TEXT SEGMENT:

::::

Mature Single-positive Thymocytes Are the Main Source of LTβR Ligands.

To identify the cells that express LTβR ligands, we performed FACS® analyses on thymocytes using a soluble LTβR-Fc fusion protein to stain ligand-positive cells. We found that neither wild-type nor LTβR+/− thymocytes bound LTβR-Fc (Fig. 3 and not depicted). On the other hand, lymph node B lymphocytes from these mice showed low but significant levels of LTβR ligands as described previously (29, 33). To our surprise, mature CD4 or CD8 single-positive thymocytes of LTβR−/− mice showed easily detectable levels of LTβR ligand expression, whereas CD4 and CD8 double-positive cells and the majority of coreceptor- and TCR-negative thymocytes showed no staining (Fig. 3). Thus, in the absence of LTβR on stromal cells, mature thymocytes appear to up-regulate LTβR ligands to supraphysiological levels. This overexpression of LTβR ligands in LTβR−/− mice suggests the presence of a regulatory loop that modulates LTβR ligand expression. In contrast, LTβR ligands could not be detected on the surface of aly/aly thymocytes (Fig. 3). Although the situation is complicated by the fact that Nik is ubiquitously expressed, there is the possibility that the direct interaction between ligand(s) and receptor induces the down-regulation of ligand(s) on thymocytes.

Proper Development of UEA-1–positive MECs Depends on the Presence of the LTβR Ligand LTα1β2.

::::

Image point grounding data
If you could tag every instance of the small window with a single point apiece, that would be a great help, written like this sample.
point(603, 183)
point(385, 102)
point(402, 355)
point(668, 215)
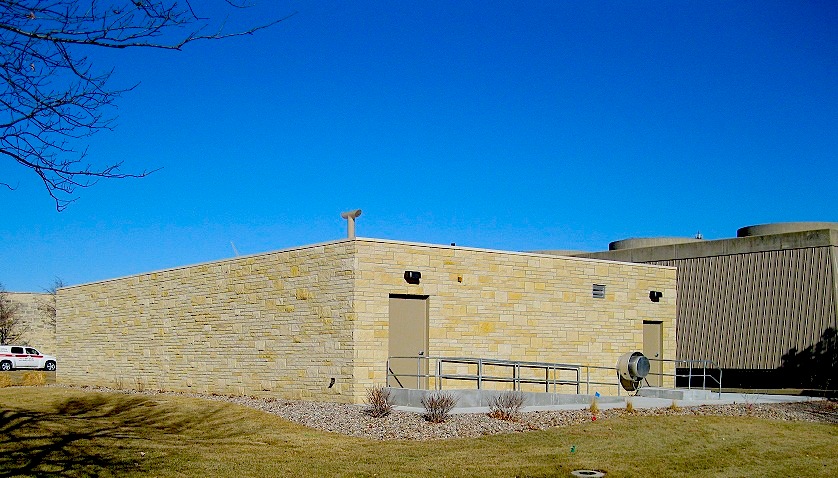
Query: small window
point(598, 291)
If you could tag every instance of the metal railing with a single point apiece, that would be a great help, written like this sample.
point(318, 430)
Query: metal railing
point(549, 375)
point(482, 370)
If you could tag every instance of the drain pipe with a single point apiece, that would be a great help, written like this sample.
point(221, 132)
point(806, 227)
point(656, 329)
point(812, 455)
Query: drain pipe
point(350, 221)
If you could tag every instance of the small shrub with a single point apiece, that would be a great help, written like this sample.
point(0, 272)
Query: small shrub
point(594, 408)
point(379, 402)
point(33, 379)
point(506, 406)
point(438, 406)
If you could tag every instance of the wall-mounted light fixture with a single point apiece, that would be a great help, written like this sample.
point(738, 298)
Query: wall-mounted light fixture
point(350, 217)
point(412, 277)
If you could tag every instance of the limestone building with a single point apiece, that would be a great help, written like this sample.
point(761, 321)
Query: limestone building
point(320, 321)
point(762, 305)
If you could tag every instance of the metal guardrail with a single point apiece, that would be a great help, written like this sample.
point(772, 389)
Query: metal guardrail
point(482, 370)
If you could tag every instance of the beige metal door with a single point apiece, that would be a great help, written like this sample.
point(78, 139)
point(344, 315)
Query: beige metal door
point(653, 349)
point(408, 338)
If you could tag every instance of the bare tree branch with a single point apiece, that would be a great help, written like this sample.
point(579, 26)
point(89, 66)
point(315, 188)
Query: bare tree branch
point(50, 96)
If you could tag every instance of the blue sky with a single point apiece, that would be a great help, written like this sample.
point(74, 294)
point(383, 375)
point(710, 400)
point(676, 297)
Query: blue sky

::::

DESCRIPTION OF THE TASK: Transcribe the entire passage on LTβR ligands word for word. These entries have no connection to the passage on LTβR ligands.

SOLUTION FOR THIS TASK:
Mature Single-positive Thymocytes Are the Main Source of LTβR Ligands.

To identify the cells that express LTβR ligands, we performed FACS® analyses on thymocytes using a soluble LTβR-Fc fusion protein to stain ligand-positive cells. We found that neither wild-type nor LTβR+/− thymocytes bound LTβR-Fc (Fig. 3 and not depicted). On the other hand, lymph node B lymphocytes from these mice showed low but significant levels of LTβR ligands as described previously (29, 33). To our surprise, mature CD4 or CD8 single-positive thymocytes of LTβR−/− mice showed easily detectable levels of LTβR ligand expression, whereas CD4 and CD8 double-positive cells and the majority of coreceptor- and TCR-negative thymocytes showed no staining (Fig. 3). Thus, in the absence of LTβR on stromal cells, mature thymocytes appear to up-regulate LTβR ligands to supraphysiological levels. This overexpression of LTβR ligands in LTβR−/− mice suggests the presence of a regulatory loop that modulates LTβR ligand expression. In contrast, LTβR ligands could not be detected on the surface of aly/aly thymocytes (Fig. 3). Although the situation is complicated by the fact that Nik is ubiquitously expressed, there is the possibility that the direct interaction between ligand(s) and receptor induces the down-regulation of ligand(s) on thymocytes.

Proper Development of UEA-1–positive MECs Depends on the Presence of the LTβR Ligand LTα1β2.